» Your objective: Produce a verbatim transcription of the records below, beginning at the line containing "the black cabinet" and ending at the final line; include only those lines.

_ _ _ _

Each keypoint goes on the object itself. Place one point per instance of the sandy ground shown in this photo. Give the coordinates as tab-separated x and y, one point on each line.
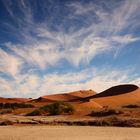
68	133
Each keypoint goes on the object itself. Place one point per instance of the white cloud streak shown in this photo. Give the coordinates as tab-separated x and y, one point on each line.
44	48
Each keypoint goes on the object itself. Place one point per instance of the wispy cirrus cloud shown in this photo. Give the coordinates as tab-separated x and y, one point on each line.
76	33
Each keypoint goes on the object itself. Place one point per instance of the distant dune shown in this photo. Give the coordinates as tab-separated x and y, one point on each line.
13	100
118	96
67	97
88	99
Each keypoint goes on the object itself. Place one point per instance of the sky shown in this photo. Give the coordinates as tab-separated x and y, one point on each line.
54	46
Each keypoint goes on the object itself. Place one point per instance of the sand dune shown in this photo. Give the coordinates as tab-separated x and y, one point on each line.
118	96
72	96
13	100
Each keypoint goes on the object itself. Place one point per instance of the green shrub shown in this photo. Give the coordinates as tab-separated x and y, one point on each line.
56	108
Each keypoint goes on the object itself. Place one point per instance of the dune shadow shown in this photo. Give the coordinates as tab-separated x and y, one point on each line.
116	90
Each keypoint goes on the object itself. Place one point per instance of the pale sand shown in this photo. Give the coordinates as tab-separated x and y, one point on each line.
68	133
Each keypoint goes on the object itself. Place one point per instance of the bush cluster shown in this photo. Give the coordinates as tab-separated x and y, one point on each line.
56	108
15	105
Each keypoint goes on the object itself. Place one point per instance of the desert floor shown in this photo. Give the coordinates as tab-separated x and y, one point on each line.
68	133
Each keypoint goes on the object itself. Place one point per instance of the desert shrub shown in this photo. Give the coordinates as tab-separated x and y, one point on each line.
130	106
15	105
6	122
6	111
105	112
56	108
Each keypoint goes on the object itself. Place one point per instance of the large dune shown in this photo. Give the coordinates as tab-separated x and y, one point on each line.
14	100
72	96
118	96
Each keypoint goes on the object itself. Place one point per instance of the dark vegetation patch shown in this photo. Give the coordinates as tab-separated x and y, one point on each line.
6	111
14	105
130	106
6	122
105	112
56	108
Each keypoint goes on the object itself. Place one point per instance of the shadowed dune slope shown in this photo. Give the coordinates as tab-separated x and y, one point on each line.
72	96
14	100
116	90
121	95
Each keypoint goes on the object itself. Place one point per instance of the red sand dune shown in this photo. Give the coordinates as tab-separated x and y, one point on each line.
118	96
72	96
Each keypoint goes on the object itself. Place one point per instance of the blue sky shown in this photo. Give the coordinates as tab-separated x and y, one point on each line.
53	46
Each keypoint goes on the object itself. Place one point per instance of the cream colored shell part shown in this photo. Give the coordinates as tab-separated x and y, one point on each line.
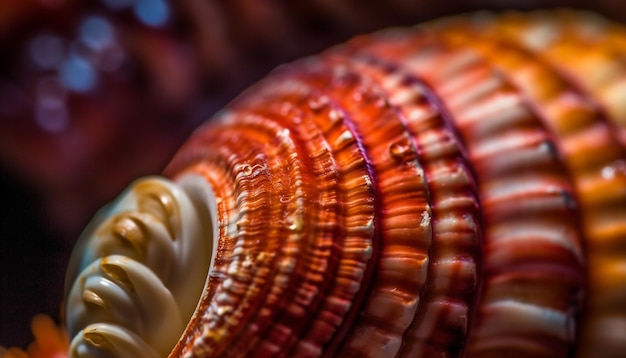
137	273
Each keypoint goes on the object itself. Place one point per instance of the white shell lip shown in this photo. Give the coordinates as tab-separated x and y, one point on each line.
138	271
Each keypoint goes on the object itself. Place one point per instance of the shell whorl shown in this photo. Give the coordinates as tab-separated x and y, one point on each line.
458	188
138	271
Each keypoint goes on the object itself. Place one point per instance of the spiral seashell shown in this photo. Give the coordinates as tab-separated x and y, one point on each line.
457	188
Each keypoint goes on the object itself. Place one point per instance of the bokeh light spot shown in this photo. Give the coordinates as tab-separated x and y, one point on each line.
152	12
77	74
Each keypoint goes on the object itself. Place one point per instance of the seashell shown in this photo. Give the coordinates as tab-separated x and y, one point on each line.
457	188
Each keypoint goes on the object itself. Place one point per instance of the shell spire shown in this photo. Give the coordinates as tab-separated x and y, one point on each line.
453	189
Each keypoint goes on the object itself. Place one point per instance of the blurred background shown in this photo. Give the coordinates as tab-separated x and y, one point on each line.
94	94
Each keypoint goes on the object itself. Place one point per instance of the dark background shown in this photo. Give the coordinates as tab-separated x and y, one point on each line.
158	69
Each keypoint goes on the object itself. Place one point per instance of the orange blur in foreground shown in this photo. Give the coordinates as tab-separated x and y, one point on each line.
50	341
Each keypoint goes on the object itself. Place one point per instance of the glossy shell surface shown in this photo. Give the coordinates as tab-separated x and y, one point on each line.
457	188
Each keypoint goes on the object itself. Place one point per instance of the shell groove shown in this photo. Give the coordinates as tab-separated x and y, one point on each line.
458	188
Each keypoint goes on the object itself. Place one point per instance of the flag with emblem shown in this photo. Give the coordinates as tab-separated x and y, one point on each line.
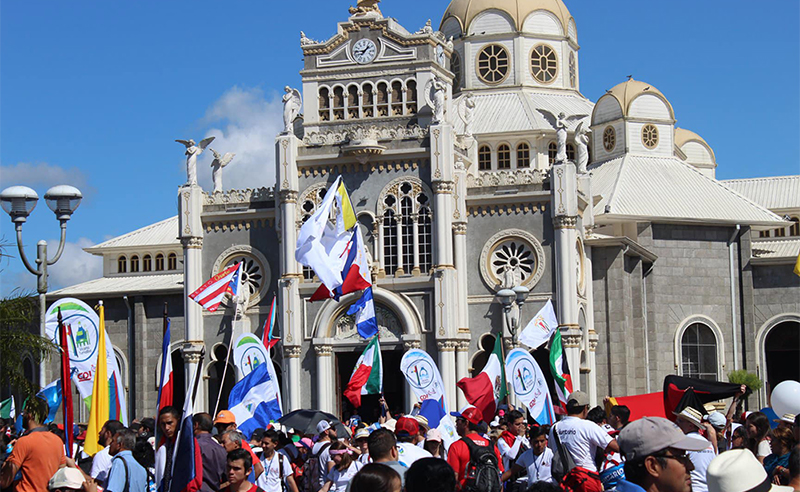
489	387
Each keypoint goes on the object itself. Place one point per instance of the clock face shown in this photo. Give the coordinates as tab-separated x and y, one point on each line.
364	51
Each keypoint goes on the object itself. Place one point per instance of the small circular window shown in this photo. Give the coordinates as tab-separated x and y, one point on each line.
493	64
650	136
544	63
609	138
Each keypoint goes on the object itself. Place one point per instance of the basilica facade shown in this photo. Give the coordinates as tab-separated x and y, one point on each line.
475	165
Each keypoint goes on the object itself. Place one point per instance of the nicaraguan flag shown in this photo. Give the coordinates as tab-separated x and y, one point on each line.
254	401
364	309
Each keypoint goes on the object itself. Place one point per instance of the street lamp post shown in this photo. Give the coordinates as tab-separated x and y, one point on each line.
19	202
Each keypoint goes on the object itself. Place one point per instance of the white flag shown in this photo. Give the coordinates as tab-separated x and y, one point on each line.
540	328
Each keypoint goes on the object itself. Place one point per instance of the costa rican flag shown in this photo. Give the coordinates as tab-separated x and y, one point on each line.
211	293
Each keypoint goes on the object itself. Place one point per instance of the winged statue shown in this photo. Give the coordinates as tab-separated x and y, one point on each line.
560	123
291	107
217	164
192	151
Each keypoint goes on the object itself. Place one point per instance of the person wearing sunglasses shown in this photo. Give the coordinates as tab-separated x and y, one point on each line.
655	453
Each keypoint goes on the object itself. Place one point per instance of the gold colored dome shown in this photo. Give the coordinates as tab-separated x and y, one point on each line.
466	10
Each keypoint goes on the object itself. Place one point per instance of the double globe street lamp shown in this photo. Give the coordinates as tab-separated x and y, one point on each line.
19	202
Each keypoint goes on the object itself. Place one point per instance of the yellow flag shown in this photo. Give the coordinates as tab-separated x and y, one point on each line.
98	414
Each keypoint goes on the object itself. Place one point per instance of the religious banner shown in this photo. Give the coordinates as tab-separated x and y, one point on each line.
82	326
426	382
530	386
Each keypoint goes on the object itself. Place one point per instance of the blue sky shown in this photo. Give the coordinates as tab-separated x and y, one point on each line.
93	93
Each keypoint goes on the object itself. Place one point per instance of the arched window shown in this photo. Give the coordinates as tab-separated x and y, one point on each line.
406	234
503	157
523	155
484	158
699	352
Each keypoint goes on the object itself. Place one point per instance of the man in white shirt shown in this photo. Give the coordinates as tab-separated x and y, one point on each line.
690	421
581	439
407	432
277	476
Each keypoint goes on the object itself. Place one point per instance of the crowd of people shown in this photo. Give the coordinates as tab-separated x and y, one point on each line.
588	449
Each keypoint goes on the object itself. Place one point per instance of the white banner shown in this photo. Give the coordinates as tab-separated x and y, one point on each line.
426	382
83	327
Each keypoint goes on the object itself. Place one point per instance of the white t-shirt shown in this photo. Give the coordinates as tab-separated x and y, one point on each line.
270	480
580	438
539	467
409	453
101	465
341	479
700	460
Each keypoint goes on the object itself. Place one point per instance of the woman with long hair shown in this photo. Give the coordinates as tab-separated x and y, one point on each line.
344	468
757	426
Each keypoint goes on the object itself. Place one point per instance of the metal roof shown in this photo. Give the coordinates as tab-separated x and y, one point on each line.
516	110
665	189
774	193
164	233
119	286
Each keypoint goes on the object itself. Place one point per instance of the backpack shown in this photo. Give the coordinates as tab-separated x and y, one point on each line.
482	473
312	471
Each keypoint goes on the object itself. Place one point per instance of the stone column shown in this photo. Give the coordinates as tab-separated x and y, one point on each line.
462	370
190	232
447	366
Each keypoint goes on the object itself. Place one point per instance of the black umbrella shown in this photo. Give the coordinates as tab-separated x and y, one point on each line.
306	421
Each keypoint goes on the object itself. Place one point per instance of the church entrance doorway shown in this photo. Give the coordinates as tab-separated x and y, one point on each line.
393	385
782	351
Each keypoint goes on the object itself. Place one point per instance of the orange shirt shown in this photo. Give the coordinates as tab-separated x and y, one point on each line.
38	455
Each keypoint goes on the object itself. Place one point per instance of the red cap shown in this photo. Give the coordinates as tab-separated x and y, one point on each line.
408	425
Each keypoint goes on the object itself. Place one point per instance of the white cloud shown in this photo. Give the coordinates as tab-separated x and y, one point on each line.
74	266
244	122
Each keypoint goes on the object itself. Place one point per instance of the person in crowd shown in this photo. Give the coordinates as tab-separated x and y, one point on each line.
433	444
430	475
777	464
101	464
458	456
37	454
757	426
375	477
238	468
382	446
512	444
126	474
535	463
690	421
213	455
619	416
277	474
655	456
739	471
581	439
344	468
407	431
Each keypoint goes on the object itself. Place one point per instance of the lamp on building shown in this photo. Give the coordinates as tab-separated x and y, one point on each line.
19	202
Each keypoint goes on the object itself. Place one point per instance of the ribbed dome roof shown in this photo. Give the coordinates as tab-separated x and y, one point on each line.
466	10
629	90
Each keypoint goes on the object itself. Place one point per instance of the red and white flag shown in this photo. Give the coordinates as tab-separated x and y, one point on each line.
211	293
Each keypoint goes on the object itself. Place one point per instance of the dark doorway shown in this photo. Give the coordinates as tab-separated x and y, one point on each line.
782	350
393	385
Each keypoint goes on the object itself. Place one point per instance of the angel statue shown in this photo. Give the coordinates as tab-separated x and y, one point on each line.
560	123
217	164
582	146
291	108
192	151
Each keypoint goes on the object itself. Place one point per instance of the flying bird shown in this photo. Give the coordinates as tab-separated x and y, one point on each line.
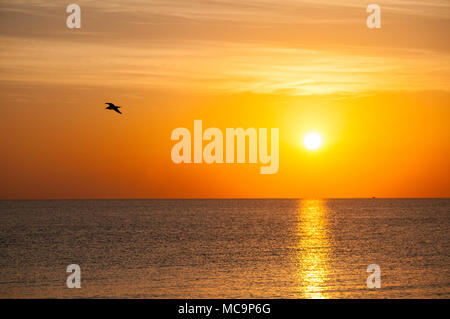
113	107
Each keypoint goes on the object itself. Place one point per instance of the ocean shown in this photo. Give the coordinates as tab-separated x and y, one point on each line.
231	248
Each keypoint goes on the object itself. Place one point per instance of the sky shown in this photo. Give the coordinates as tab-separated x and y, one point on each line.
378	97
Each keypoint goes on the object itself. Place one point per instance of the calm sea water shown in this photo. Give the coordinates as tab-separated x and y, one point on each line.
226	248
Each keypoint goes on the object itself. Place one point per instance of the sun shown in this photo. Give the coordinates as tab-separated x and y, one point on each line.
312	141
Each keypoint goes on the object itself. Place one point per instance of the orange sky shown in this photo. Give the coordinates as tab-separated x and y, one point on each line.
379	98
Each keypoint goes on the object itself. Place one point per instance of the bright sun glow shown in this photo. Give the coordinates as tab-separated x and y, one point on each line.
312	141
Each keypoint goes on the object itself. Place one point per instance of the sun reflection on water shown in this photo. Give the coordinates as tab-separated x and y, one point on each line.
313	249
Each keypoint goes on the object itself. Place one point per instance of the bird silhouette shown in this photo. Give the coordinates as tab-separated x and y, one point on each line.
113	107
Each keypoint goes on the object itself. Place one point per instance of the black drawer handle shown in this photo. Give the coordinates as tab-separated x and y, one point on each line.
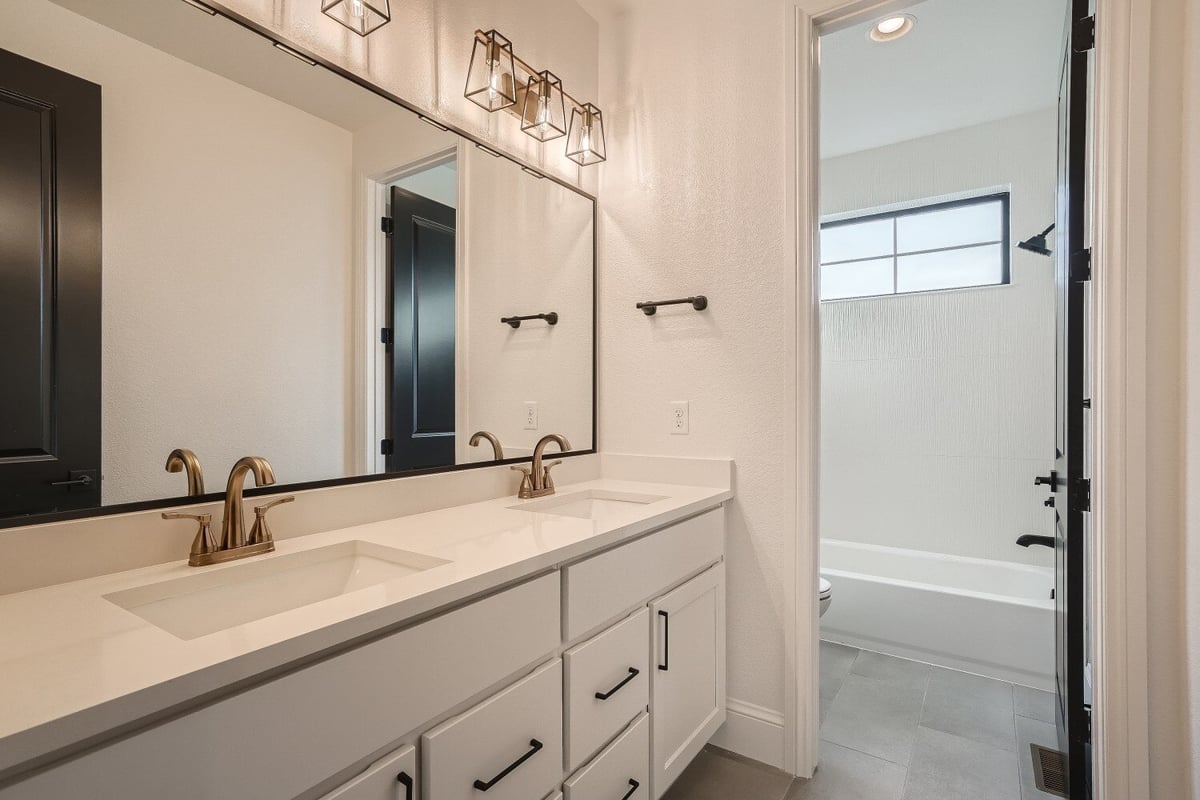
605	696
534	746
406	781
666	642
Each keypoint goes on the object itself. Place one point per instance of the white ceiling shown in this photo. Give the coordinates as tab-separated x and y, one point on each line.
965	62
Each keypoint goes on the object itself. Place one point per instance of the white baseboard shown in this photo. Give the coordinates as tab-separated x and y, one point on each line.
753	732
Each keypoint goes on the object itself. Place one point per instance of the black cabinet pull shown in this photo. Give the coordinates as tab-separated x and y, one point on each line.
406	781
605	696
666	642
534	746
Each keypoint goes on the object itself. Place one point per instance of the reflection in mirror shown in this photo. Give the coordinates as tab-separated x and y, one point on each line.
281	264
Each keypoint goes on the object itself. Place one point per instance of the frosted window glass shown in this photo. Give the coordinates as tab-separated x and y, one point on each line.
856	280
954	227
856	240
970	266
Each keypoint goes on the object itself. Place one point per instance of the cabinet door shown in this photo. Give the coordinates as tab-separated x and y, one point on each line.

_ _ _ _

» The answer:
Each keypoint goes on the object itself. Place one point per instance of the black cabinet pull shown in this photo. Give the coordinates as tab-separated x and y, one point on each line.
406	781
605	696
666	642
534	746
Each keypoint goes on the object itself. Place one point per instance of the reflection in mirror shown in this photo. Give the coordinates as tab-separated x and y, one point on each line.
281	264
Each keypoint goes on the object itself. Place one point per instance of the frosted window glass shown in this photo. Give the coordinates as tab-separated x and y, one point on each line.
856	280
954	227
856	240
970	266
Each keypoint goes on the object itself. Place one point per instance of the cabinet door shown in this photo. Give the coordinates as tab-separated x and y, one point on each line.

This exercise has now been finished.